* [Exercise]
Copy every line of the records below that contains the word "return".

* [Data extract]
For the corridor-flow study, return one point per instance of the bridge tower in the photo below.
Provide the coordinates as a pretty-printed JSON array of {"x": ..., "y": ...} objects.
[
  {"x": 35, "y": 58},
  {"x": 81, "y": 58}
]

* [Response to this exercise]
For the corridor-flow study, return one point per instance of the bridge tower in the photo below.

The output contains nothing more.